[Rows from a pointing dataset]
——————
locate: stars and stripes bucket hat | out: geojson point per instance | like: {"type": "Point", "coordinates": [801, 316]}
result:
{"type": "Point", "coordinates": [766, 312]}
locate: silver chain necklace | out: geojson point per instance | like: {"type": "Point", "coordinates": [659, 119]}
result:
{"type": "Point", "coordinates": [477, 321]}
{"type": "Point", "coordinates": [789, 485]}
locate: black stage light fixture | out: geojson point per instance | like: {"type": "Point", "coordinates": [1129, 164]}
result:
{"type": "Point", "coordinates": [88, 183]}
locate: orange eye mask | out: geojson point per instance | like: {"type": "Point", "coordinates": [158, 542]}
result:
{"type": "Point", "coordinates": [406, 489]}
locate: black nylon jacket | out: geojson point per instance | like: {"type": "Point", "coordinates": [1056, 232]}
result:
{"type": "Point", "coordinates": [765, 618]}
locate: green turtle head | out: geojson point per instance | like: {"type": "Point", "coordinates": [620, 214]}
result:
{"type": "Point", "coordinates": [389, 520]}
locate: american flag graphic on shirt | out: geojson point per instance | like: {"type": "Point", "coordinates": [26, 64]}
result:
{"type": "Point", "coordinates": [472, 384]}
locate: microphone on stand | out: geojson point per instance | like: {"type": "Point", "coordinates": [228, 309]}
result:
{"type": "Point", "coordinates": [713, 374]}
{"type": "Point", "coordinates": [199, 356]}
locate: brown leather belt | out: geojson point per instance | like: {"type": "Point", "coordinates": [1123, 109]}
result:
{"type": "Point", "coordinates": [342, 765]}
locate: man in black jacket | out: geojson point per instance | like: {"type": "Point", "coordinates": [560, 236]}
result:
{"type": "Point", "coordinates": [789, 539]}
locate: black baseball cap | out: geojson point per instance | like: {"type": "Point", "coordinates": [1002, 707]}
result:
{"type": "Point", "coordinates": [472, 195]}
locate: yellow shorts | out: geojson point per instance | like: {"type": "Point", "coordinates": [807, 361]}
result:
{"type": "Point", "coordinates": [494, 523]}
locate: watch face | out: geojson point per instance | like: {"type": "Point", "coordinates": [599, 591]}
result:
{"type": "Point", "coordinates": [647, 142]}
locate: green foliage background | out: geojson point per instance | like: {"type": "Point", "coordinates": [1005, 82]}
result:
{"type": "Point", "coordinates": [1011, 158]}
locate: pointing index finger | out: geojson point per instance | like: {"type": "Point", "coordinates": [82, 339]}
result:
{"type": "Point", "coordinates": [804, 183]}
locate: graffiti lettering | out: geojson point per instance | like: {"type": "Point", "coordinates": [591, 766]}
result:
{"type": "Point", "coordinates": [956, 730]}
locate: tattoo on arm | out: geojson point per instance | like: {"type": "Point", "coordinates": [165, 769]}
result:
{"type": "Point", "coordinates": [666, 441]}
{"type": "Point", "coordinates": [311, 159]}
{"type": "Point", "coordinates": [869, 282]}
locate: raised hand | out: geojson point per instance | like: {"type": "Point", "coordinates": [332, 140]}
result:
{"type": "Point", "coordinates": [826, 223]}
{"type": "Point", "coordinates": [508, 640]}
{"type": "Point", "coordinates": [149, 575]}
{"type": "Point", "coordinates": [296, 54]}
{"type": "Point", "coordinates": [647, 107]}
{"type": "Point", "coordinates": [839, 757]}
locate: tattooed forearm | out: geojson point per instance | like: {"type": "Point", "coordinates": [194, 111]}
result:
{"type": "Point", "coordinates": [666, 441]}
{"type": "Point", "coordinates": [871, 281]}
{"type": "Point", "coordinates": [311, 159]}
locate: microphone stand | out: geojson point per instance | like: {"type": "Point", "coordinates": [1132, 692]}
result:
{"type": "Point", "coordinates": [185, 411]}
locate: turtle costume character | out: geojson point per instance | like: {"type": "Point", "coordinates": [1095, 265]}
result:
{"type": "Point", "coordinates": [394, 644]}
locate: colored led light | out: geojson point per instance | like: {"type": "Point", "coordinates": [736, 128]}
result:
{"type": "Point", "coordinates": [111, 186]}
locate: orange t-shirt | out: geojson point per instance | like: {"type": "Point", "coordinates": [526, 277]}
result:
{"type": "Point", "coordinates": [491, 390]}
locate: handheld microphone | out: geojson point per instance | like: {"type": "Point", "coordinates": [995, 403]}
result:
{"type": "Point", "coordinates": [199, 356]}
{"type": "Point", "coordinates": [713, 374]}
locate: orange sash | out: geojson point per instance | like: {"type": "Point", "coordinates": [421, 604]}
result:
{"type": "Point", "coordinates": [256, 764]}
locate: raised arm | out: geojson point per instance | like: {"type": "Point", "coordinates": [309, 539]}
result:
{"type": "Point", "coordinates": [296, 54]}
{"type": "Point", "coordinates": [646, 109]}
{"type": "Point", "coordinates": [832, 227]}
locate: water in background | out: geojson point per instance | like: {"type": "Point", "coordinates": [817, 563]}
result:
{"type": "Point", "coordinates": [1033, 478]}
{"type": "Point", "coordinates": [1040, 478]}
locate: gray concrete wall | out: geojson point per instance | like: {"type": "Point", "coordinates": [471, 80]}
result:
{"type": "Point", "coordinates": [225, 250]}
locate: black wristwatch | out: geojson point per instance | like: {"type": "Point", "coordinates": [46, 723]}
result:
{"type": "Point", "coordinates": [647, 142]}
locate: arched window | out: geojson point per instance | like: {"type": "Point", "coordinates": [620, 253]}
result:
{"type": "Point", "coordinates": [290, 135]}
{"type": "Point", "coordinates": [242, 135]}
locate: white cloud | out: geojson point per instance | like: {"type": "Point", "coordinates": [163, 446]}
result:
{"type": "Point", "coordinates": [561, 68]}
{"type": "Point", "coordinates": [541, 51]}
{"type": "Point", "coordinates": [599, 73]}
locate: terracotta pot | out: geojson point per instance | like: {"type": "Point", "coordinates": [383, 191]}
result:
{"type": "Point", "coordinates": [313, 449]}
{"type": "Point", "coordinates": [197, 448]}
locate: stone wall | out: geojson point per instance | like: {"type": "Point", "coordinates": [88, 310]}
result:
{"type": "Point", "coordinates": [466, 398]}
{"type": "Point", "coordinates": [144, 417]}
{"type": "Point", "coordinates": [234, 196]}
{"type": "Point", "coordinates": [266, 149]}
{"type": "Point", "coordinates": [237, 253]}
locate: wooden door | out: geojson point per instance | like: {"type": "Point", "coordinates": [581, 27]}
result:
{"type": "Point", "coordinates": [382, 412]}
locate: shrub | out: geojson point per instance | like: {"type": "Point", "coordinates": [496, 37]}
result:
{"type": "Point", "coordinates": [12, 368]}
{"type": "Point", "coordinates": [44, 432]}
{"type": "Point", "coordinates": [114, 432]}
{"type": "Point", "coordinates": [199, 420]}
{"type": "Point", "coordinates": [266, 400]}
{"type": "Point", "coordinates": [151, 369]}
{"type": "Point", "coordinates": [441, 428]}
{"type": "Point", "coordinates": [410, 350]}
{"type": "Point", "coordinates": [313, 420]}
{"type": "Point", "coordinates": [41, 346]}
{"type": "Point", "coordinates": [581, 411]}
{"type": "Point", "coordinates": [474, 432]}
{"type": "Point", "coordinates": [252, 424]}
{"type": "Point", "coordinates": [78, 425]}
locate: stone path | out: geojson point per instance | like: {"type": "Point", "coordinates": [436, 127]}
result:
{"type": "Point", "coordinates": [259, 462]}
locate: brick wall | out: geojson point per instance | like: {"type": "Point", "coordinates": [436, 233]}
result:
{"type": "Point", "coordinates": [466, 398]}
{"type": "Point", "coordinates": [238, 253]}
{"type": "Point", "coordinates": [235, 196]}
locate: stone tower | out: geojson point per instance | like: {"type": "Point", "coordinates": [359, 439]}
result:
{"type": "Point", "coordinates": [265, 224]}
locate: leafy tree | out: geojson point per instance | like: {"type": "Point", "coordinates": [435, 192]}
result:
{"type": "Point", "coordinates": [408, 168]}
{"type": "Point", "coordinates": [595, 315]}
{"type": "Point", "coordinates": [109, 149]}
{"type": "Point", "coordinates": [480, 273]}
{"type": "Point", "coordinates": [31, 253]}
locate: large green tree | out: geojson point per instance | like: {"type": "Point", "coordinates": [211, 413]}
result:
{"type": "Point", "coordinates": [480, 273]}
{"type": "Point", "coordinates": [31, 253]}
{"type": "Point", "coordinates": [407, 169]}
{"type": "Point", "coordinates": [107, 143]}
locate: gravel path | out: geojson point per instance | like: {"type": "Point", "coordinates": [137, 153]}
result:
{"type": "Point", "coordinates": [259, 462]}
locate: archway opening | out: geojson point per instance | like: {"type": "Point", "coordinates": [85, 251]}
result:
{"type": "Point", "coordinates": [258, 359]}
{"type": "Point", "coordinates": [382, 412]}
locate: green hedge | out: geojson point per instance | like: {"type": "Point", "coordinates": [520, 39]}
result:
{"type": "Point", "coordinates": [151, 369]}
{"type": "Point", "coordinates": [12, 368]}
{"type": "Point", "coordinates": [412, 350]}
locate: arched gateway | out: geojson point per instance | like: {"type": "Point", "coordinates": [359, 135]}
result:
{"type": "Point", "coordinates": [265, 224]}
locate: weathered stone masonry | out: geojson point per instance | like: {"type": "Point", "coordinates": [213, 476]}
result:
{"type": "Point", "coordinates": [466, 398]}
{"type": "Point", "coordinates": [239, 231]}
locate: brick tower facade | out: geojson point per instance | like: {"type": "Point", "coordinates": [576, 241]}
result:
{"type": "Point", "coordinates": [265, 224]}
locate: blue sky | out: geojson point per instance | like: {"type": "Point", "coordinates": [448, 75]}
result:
——————
#### EXERCISE AIM:
Exactly reproduce the lines beginning with the one that contains "locate: arched gateway" and ending with the last line of the material, both included. Leave out everything else.

#### EXERCISE RESULT:
locate: arched gateway | out: geojson point per instance | like: {"type": "Point", "coordinates": [359, 135]}
result:
{"type": "Point", "coordinates": [265, 224]}
locate: weathered stone masonry | out: geojson point per instance | like: {"type": "Point", "coordinates": [213, 476]}
result:
{"type": "Point", "coordinates": [466, 398]}
{"type": "Point", "coordinates": [239, 231]}
locate: brick tower facade | out: geojson point per instance | like: {"type": "Point", "coordinates": [576, 241]}
result:
{"type": "Point", "coordinates": [265, 224]}
locate: blue sky | out: geojson point per instance | like: {"type": "Point", "coordinates": [448, 75]}
result:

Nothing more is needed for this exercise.